=== REQUIREMENT ===
Rewrite all of the rows below, replacing "every instance" with "each instance" and leaving everything else unchanged.

=== RECORDS FOR THIS TASK ===
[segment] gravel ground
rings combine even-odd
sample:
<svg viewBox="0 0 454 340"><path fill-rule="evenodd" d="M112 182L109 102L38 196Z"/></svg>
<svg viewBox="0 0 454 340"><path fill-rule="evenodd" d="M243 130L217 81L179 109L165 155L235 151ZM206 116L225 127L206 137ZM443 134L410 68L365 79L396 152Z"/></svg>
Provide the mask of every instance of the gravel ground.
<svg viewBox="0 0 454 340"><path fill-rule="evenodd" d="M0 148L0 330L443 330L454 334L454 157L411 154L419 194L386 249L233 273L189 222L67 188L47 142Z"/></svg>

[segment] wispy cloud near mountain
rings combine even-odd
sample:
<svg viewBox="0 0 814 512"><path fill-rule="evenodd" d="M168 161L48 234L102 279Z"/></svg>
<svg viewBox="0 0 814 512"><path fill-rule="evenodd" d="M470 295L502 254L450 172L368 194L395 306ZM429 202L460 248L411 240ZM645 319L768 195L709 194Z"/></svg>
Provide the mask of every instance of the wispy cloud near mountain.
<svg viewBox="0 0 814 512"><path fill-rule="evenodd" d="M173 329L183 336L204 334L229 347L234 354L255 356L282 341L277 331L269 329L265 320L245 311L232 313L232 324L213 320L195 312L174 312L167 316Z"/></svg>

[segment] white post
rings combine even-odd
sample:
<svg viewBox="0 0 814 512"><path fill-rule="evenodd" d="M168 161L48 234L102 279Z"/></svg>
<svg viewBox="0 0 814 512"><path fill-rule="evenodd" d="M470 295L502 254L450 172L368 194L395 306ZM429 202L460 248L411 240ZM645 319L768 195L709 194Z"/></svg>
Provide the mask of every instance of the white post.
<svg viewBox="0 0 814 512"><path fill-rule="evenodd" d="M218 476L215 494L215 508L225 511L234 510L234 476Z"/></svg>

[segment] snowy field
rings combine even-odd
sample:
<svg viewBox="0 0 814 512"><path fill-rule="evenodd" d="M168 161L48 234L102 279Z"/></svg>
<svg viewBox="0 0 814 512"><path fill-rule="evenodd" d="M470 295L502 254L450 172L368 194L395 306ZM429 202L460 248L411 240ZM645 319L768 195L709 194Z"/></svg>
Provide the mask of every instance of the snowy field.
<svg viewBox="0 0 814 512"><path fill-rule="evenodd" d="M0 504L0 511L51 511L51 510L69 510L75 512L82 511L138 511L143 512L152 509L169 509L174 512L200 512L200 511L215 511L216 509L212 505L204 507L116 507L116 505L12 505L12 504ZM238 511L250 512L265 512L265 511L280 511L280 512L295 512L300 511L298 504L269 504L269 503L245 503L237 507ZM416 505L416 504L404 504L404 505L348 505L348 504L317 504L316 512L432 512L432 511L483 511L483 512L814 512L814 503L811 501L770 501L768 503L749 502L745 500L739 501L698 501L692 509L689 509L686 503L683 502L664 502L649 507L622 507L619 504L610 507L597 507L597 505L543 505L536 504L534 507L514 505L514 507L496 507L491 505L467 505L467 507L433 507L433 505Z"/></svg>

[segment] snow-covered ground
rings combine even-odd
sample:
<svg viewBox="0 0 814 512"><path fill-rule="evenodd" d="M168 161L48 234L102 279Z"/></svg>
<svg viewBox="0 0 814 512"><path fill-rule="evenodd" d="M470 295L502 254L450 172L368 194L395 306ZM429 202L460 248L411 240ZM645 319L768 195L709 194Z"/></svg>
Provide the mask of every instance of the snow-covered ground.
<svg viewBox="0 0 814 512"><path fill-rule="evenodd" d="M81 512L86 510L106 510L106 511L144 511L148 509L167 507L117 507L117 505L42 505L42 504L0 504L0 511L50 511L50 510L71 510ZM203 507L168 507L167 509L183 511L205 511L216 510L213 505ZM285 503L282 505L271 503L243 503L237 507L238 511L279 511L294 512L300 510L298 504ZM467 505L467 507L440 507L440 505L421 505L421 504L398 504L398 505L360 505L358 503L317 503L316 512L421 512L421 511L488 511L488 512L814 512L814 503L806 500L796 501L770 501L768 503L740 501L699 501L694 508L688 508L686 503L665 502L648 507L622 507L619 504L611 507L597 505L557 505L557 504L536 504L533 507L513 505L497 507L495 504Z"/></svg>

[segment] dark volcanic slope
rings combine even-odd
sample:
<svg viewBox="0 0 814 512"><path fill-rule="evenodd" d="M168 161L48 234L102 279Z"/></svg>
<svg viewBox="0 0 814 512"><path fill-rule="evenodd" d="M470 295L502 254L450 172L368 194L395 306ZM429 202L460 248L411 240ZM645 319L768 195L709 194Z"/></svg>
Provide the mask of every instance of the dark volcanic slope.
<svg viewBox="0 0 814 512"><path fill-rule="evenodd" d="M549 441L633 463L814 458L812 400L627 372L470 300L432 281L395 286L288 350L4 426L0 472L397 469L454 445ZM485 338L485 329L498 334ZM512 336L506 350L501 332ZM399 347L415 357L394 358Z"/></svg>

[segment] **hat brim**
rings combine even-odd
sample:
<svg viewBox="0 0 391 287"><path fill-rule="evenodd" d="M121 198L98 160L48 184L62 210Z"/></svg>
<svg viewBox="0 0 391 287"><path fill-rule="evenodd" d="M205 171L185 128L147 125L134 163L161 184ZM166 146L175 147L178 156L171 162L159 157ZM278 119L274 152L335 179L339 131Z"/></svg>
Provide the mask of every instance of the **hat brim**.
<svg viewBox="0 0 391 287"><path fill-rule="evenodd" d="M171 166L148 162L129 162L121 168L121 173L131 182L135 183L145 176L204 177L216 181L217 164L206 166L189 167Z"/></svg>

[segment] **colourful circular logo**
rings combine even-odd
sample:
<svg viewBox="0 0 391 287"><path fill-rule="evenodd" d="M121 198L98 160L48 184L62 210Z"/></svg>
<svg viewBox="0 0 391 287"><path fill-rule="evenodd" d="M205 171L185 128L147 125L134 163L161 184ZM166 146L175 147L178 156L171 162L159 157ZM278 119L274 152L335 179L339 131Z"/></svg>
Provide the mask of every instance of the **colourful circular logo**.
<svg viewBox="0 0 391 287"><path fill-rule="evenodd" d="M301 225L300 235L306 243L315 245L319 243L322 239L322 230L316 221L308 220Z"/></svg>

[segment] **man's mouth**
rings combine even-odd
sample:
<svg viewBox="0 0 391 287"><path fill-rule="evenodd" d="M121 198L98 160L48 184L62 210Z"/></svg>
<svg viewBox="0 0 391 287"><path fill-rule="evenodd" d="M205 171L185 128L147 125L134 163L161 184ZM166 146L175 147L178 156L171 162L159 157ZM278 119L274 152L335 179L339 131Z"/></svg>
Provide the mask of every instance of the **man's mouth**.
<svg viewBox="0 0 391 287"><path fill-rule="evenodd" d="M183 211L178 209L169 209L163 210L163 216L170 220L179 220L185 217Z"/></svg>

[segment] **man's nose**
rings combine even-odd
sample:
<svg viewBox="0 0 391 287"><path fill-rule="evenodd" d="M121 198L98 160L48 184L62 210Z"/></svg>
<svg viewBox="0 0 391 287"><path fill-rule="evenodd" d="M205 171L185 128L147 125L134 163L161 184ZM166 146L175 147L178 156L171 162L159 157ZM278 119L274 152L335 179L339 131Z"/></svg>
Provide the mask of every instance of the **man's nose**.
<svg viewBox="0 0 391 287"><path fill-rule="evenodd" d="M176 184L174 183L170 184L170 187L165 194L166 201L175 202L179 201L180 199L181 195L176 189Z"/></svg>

=== RESULT OF THE TASK ===
[segment] gravel ground
rings combine even-odd
sample:
<svg viewBox="0 0 454 340"><path fill-rule="evenodd" d="M112 182L109 102L38 196Z"/></svg>
<svg viewBox="0 0 454 340"><path fill-rule="evenodd" d="M243 130L217 81L179 109L165 155L235 151ZM206 116L225 127L206 137ZM443 134L410 68L365 79L396 152Z"/></svg>
Provide the mask of each instance of the gravel ground.
<svg viewBox="0 0 454 340"><path fill-rule="evenodd" d="M0 148L0 330L443 330L454 334L454 157L411 154L419 194L386 249L233 273L189 222L67 188L47 142Z"/></svg>

[segment] wispy cloud near mountain
rings combine even-odd
sample:
<svg viewBox="0 0 814 512"><path fill-rule="evenodd" d="M168 161L48 234L102 279Z"/></svg>
<svg viewBox="0 0 814 512"><path fill-rule="evenodd" d="M470 295L502 254L450 172L368 194L395 306ZM429 202L460 248L411 240ZM645 319L768 195L709 194Z"/></svg>
Provide the mask of each instance of the wispy cloud near mountain.
<svg viewBox="0 0 814 512"><path fill-rule="evenodd" d="M173 329L183 336L204 334L229 347L234 354L255 356L282 341L277 331L269 329L265 320L245 311L232 313L232 324L213 320L195 312L174 312L167 316Z"/></svg>

[segment] white post
rings combine even-odd
sample:
<svg viewBox="0 0 814 512"><path fill-rule="evenodd" d="M168 161L48 234L102 279Z"/></svg>
<svg viewBox="0 0 814 512"><path fill-rule="evenodd" d="M470 295L502 254L450 172L368 194L395 306ZM429 202L460 248L411 240ZM645 319L768 195L709 194Z"/></svg>
Provide the mask of each instance of the white post.
<svg viewBox="0 0 814 512"><path fill-rule="evenodd" d="M218 476L215 494L215 508L225 511L234 510L234 476Z"/></svg>

[segment] snowy field
rings combine even-odd
sample:
<svg viewBox="0 0 814 512"><path fill-rule="evenodd" d="M168 161L48 234L102 279Z"/></svg>
<svg viewBox="0 0 814 512"><path fill-rule="evenodd" d="M470 295L502 254L450 172L368 194L395 306ZM429 202L460 248L411 240ZM645 319L768 195L709 194Z"/></svg>
Provide the mask of each instance of the snowy field.
<svg viewBox="0 0 814 512"><path fill-rule="evenodd" d="M0 504L0 511L51 511L51 510L69 510L75 512L82 511L138 511L143 512L152 509L169 509L174 512L200 512L200 511L215 511L216 509L212 505L204 507L116 507L116 505L12 505L12 504ZM238 511L250 512L265 512L265 511L280 511L280 512L295 512L300 511L298 504L269 504L269 503L245 503L237 507ZM416 505L416 504L404 504L404 505L348 505L348 504L317 504L316 512L432 512L432 511L483 511L483 512L814 512L814 503L811 501L770 501L768 503L749 502L745 500L739 501L698 501L692 509L689 509L686 503L683 502L664 502L649 507L622 507L619 504L610 507L597 507L597 505L543 505L536 504L534 507L514 505L514 507L496 507L491 505L467 505L467 507L433 507L433 505Z"/></svg>

[segment] snow-covered ground
rings combine even-odd
sample:
<svg viewBox="0 0 814 512"><path fill-rule="evenodd" d="M168 161L48 234L102 279Z"/></svg>
<svg viewBox="0 0 814 512"><path fill-rule="evenodd" d="M470 295L502 254L450 172L368 194L395 306ZM429 202L460 248L411 240ZM645 319L768 195L709 194Z"/></svg>
Provide the mask of each instance of the snow-covered ground.
<svg viewBox="0 0 814 512"><path fill-rule="evenodd" d="M81 512L86 510L106 510L106 511L144 511L148 509L167 507L117 507L117 505L42 505L42 504L0 504L0 511L50 511L50 510L71 510ZM203 507L168 507L167 509L183 511L205 511L216 510L213 505ZM285 503L282 505L271 503L243 503L237 507L238 511L279 511L294 512L300 510L298 504ZM467 505L467 507L440 507L440 505L421 505L421 504L398 504L398 505L360 505L358 503L317 503L316 512L421 512L421 511L488 511L488 512L814 512L814 503L806 500L796 501L770 501L768 503L740 501L699 501L694 508L688 508L686 503L665 502L648 507L622 507L619 504L611 507L597 505L557 505L557 504L536 504L533 507L513 505L497 507L495 504Z"/></svg>

[segment] dark volcanic slope
rings combine even-odd
sample:
<svg viewBox="0 0 814 512"><path fill-rule="evenodd" d="M168 161L48 234L102 279Z"/></svg>
<svg viewBox="0 0 814 512"><path fill-rule="evenodd" d="M470 295L502 254L450 172L368 194L395 306ZM429 202L460 248L411 240ZM645 319L768 195L709 194Z"/></svg>
Provide the mask of each instance of the dark volcanic slope.
<svg viewBox="0 0 814 512"><path fill-rule="evenodd" d="M549 441L633 463L814 458L812 400L627 372L470 300L432 281L395 286L288 350L4 426L0 472L397 469L454 445ZM485 338L485 329L498 334ZM512 336L506 350L501 332ZM399 347L415 357L394 358Z"/></svg>

[segment] **hat brim**
rings combine even-odd
sample:
<svg viewBox="0 0 391 287"><path fill-rule="evenodd" d="M121 198L98 160L48 184L62 210Z"/></svg>
<svg viewBox="0 0 391 287"><path fill-rule="evenodd" d="M205 171L185 128L147 125L134 163L161 184ZM166 146L175 147L178 156L171 162L159 157ZM278 119L274 152L335 179L339 131Z"/></svg>
Provide the mask of each instance of the **hat brim**.
<svg viewBox="0 0 391 287"><path fill-rule="evenodd" d="M171 166L148 162L129 162L121 168L121 173L131 182L135 183L145 176L204 177L216 181L217 164L206 166L189 167Z"/></svg>

[segment] **colourful circular logo**
rings combine even-odd
sample:
<svg viewBox="0 0 391 287"><path fill-rule="evenodd" d="M121 198L98 160L48 184L62 210Z"/></svg>
<svg viewBox="0 0 391 287"><path fill-rule="evenodd" d="M205 171L185 128L147 125L134 163L161 184ZM166 146L175 147L178 156L171 162L159 157ZM278 119L274 152L335 179L339 131Z"/></svg>
Provide the mask of each instance of the **colourful circular logo**.
<svg viewBox="0 0 391 287"><path fill-rule="evenodd" d="M301 225L300 235L306 243L315 245L319 243L322 239L322 230L316 221L308 220Z"/></svg>

[segment] **man's mouth**
rings combine even-odd
sample:
<svg viewBox="0 0 391 287"><path fill-rule="evenodd" d="M121 198L98 160L48 184L62 210Z"/></svg>
<svg viewBox="0 0 391 287"><path fill-rule="evenodd" d="M205 171L185 128L147 125L134 163L161 184ZM166 146L175 147L178 156L171 162L159 157ZM278 119L274 152L335 179L339 131Z"/></svg>
Provide the mask of each instance of the **man's mouth**.
<svg viewBox="0 0 391 287"><path fill-rule="evenodd" d="M183 211L178 209L169 209L163 210L163 216L170 220L179 220L185 217Z"/></svg>

[segment] **man's nose**
rings combine even-odd
sample:
<svg viewBox="0 0 391 287"><path fill-rule="evenodd" d="M121 198L98 160L48 184L62 210Z"/></svg>
<svg viewBox="0 0 391 287"><path fill-rule="evenodd" d="M205 171L185 128L147 125L134 163L161 184ZM166 146L175 147L178 156L171 162L159 157ZM278 119L274 152L335 179L339 131Z"/></svg>
Provide the mask of each instance of the **man's nose**.
<svg viewBox="0 0 391 287"><path fill-rule="evenodd" d="M176 184L174 183L170 184L170 187L165 194L166 201L175 202L179 201L180 199L181 195L176 189Z"/></svg>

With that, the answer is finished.